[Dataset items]
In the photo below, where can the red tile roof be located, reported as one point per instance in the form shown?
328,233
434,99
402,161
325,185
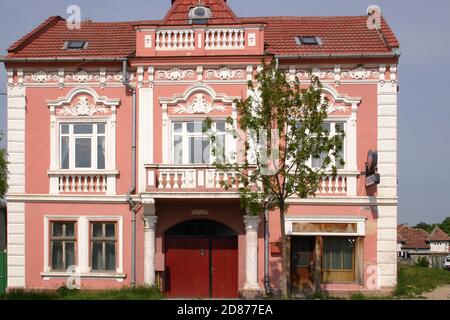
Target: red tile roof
413,238
340,35
221,12
438,235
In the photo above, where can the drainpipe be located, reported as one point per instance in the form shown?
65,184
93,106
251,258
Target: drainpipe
266,252
132,190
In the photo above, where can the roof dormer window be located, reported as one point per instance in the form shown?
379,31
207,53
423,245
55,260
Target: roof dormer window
75,45
199,15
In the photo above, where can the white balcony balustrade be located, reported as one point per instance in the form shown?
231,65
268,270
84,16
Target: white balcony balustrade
225,39
175,40
95,182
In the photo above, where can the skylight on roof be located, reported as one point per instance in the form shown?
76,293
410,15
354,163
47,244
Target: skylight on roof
75,45
199,14
308,40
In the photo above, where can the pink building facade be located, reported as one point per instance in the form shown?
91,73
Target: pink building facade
105,186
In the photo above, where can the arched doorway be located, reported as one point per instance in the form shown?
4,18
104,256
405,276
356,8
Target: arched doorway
201,260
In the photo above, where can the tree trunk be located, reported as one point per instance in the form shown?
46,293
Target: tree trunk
285,270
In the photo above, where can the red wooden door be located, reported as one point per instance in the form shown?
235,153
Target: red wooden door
224,267
187,267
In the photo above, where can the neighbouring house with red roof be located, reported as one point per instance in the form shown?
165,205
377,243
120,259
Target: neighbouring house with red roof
416,241
110,172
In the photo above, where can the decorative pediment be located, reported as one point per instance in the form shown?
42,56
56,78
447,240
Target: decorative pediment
83,102
198,99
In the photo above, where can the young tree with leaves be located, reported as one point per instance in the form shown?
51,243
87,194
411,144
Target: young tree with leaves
284,129
3,171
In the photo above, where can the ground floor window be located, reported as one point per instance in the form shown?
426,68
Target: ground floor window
103,246
338,262
62,245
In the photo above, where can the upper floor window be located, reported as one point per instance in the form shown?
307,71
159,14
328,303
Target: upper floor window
332,129
190,145
82,145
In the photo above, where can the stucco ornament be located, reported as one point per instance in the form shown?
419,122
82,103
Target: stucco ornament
332,107
359,73
199,105
175,74
82,108
225,74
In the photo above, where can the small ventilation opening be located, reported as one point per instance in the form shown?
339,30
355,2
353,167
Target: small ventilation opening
75,45
199,15
308,40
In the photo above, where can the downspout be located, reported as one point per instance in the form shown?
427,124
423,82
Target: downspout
132,190
267,237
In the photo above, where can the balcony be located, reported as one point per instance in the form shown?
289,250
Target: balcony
85,182
204,179
200,41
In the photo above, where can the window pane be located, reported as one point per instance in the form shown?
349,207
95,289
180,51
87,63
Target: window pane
57,229
110,230
70,229
110,263
97,230
70,254
317,163
83,152
101,153
220,126
64,152
178,149
65,129
82,129
100,128
195,127
57,255
220,149
178,127
97,256
198,150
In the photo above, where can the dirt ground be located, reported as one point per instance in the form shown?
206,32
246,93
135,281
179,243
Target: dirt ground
440,293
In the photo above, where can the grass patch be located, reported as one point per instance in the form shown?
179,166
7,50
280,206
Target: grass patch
63,293
413,281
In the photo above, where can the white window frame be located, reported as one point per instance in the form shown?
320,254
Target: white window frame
72,146
185,140
83,268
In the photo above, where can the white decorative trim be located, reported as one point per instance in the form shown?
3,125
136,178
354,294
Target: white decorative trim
16,245
82,108
198,105
387,166
16,181
146,134
360,221
83,243
175,74
225,74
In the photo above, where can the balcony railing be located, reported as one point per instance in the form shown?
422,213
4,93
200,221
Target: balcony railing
203,178
88,182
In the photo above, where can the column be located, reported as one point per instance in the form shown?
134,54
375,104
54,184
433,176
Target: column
150,220
251,257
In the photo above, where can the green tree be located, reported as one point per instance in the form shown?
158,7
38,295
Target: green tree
283,126
3,171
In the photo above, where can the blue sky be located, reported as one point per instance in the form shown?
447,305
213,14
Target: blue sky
422,27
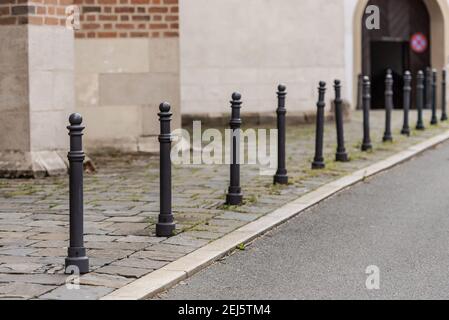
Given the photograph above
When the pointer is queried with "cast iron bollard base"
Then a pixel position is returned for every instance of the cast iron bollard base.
(366, 144)
(434, 120)
(407, 101)
(165, 226)
(76, 261)
(388, 137)
(281, 176)
(420, 96)
(341, 154)
(443, 97)
(235, 196)
(318, 161)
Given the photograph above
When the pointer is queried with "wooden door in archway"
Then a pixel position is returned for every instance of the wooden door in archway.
(391, 46)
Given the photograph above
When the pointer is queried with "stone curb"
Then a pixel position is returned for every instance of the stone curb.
(166, 277)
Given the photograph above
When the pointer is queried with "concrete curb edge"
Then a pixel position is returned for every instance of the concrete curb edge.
(171, 274)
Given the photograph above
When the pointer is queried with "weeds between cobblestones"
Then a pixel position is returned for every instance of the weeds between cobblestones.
(121, 209)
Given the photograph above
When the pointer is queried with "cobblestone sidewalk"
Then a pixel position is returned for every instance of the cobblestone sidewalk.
(121, 208)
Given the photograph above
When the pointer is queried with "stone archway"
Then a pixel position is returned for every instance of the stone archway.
(439, 25)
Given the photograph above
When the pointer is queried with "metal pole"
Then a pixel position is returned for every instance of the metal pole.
(420, 99)
(428, 89)
(318, 162)
(407, 101)
(341, 154)
(235, 196)
(443, 96)
(281, 176)
(76, 253)
(388, 106)
(434, 120)
(366, 145)
(360, 92)
(165, 226)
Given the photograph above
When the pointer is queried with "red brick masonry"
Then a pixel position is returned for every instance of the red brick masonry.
(128, 18)
(37, 12)
(99, 18)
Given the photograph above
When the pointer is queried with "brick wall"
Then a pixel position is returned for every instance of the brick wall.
(99, 18)
(36, 12)
(128, 18)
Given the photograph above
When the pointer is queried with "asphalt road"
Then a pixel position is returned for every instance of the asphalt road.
(397, 221)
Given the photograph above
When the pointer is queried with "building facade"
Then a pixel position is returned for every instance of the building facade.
(129, 55)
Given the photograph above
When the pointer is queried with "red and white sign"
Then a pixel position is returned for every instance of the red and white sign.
(419, 42)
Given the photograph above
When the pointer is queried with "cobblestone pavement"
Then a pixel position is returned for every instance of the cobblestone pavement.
(121, 208)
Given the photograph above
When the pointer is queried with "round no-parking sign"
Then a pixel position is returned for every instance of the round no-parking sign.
(419, 42)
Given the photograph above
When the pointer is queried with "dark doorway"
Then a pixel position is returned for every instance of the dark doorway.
(389, 47)
(388, 54)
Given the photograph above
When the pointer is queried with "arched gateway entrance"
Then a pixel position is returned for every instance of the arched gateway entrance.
(412, 36)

STATED GOAL. Collect every line of the entries above that contains the string "between", and copy each one.

RESULT.
When the pointer is queried with "weeds between cobblestones"
Then a pixel position is returned for every instance of the weeds between cobblestones.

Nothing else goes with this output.